(Extracted data entries)

◆ ◆ ◆

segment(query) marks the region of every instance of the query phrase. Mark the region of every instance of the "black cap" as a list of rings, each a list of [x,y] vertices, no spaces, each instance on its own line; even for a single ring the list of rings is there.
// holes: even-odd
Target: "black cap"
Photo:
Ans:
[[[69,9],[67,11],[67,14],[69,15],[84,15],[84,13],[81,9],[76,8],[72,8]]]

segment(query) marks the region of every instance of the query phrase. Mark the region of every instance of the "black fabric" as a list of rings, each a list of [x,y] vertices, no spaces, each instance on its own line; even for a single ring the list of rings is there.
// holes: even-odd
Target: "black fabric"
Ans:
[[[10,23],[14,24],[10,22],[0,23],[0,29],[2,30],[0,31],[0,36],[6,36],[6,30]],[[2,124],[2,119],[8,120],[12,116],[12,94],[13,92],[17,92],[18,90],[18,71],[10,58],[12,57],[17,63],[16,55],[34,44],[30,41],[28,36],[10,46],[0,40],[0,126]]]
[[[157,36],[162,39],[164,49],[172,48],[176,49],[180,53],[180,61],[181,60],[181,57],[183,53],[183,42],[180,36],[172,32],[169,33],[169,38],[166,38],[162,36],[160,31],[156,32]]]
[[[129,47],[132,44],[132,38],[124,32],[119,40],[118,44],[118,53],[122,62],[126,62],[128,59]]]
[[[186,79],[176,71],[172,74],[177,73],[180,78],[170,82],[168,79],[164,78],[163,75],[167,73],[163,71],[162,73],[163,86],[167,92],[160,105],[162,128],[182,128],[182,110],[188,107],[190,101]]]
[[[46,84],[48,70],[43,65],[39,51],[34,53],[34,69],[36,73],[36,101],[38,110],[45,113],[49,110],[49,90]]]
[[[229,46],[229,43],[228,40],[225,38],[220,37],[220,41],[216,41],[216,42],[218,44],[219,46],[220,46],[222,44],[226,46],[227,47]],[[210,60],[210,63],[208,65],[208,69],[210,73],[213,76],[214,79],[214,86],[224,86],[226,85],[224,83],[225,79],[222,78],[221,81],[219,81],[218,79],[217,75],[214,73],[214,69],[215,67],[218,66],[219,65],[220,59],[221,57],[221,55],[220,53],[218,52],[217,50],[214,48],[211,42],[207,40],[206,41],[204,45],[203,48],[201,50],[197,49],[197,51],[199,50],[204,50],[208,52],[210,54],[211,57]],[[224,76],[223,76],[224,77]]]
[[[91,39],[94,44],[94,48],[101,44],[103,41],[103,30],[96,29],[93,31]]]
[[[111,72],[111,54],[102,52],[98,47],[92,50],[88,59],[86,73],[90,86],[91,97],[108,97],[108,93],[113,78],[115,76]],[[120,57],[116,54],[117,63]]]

◆ ◆ ◆

WHAT IS EXPECTED
Once more, set down the full listing, verbatim.

TASK ANSWER
segment(query) marks the region of every instance of the query phrase. Mark the region of every instance of the "black cap" as a list of rings, each a list of [x,y] vertices, no spaces, each instance on its own line; even for a single ring the list of rings is there.
// holes: even-odd
Target: "black cap"
Photo:
Ans:
[[[69,9],[67,11],[67,14],[69,15],[84,15],[84,13],[81,9],[76,8],[72,8]]]

segment(query) marks the region of every instance of the query phrase. Mark the region of every instance of the "black fabric" as a list of rings, each a list of [x,y] vertices, no spaces, each instance on its own line; even for a single ring the list of rings is there.
// holes: even-odd
Target: "black fabric"
Ans:
[[[10,23],[14,24],[10,22],[0,23],[0,29],[2,30],[0,31],[0,36],[6,36],[6,30]],[[2,124],[2,119],[8,120],[12,116],[12,94],[13,92],[17,92],[18,90],[18,71],[10,58],[12,57],[17,63],[16,55],[34,44],[30,41],[28,36],[10,46],[0,40],[0,126]]]
[[[157,36],[162,39],[164,49],[172,48],[176,49],[180,53],[180,61],[181,60],[181,57],[183,53],[183,42],[180,36],[172,32],[169,33],[169,38],[166,38],[162,36],[160,31],[156,32]]]
[[[129,47],[132,44],[132,38],[124,32],[119,40],[118,44],[118,53],[122,62],[126,62],[128,59]]]
[[[186,79],[176,71],[172,74],[177,73],[180,78],[170,82],[168,79],[164,78],[163,75],[167,73],[163,71],[162,73],[163,86],[167,92],[160,105],[162,128],[182,128],[182,110],[188,107],[190,101]]]
[[[46,84],[48,70],[43,65],[39,51],[34,53],[34,69],[36,73],[36,101],[38,110],[45,113],[49,110],[49,90]]]
[[[229,46],[229,43],[228,40],[225,38],[220,37],[220,41],[216,41],[216,42],[218,44],[219,46],[220,46],[222,44],[226,46],[227,47]],[[210,60],[210,63],[208,65],[208,69],[210,73],[213,76],[214,79],[214,86],[224,86],[226,85],[224,83],[225,79],[222,78],[221,81],[219,81],[218,79],[217,75],[214,73],[214,69],[215,67],[218,66],[219,65],[220,59],[221,57],[221,55],[220,53],[218,52],[217,50],[214,48],[211,42],[207,40],[206,41],[204,45],[203,48],[201,50],[197,49],[197,51],[199,50],[204,50],[208,52],[210,54],[211,57]],[[224,76],[223,76],[224,77]]]
[[[91,39],[94,44],[94,48],[101,44],[103,41],[103,30],[96,29],[93,31]]]
[[[111,72],[111,54],[102,52],[98,47],[92,50],[88,59],[86,73],[90,86],[91,97],[108,97],[108,93],[113,78],[115,76]],[[120,57],[116,54],[117,63]]]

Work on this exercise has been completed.